In the blog post about writing across different fields, how long did the screenplay adaptation take from the contract signing to the third draft?

[START Text extract]

I know what you’re thinking.

You’re thinking, “I really don’t want to know about the serious labor unrest that could change the face of the entertainment industry. No, what I really want to know is, how does writing a radio script for the BBC compare to co-writing a series of tongue-in-cheek government manuals?”

Well, today is your lucky day, If you’re reading this, it means Craig has finally decided that paying attention to his stewardship of a gazillion-dollar movie franchise is maybe a little more important than posting updates on his blog, and he’s temporarily handed over the reigns of the Artful Writer to his buddies.

Unlike some of the other guest posters he’s lined up, I can’t tell you how to be phenomenally successful in any one kind of writing. But while I’ve never been a Ted-Elliott-level success in any single field, I’ve nonetheless managed to break into a lot of them. I’ve been a staff writer for a TV show, I’ve sold a film script, I’ve co-authored three published books, I’ve been on staff at a (non-fiction) magazine, and I’ve done some freelaance writing for various humor magazines as well. So if I can’t tell you a vast amount about any one of those fields, I can, at least, tell you a little about each.

Having tried my hand in all these fields, the one general rule I’ve been able to deduce is this:

The more money is at stake, the more nervous people get. And the more nervous people get, the less they trust the writer.

With that in mind, let’s move from most-money-at-stake to least.

Film: There’s no way I could come up with any broad insight about film that Craig and/or Ted haven’t already expressed with vastly more eloquence and authority. But speaking from a strictly personal point of view, the most significant thing about film is how slow a process it is, and how much of it is out of the writer’s hands. In 2004, I was hired to do three drafts of a screenplay adaptation. From the time I signed the contract to the time I handed in my third draft, the process took about two years—an average of eight months per draft. Yet it only takes me about one month to write a draft. So what was going on the other seven months? Well, I was off working on other projects while the producer got notes from the director, got notes from his financiers, thought about his own notes, and arranged a time when he, the director and I could all sit down and discuss everybody’s notes. Plus he was no doubt doing other producery stuff, like chasing down financing.

On the one hand, that two-year process gave us all a lot of time to think about how to best turn the novel into a workable screenplay. On the other hand,it could also have given everybody time for a lot of second-guessing and over-thinking. (Fortunately, from the very beginning, there’s been a respected and strong-willed director attached to the project, so I haven’t had to contend with a dozen competing artistic visions.)

[END Text extract]
[START Material provided]

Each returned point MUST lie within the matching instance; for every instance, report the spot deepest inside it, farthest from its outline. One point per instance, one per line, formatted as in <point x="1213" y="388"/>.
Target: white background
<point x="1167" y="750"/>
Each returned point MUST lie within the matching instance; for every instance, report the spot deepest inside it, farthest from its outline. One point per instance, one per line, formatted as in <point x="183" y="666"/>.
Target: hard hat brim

[END Material provided]

→ **Completed exercise**
About two years.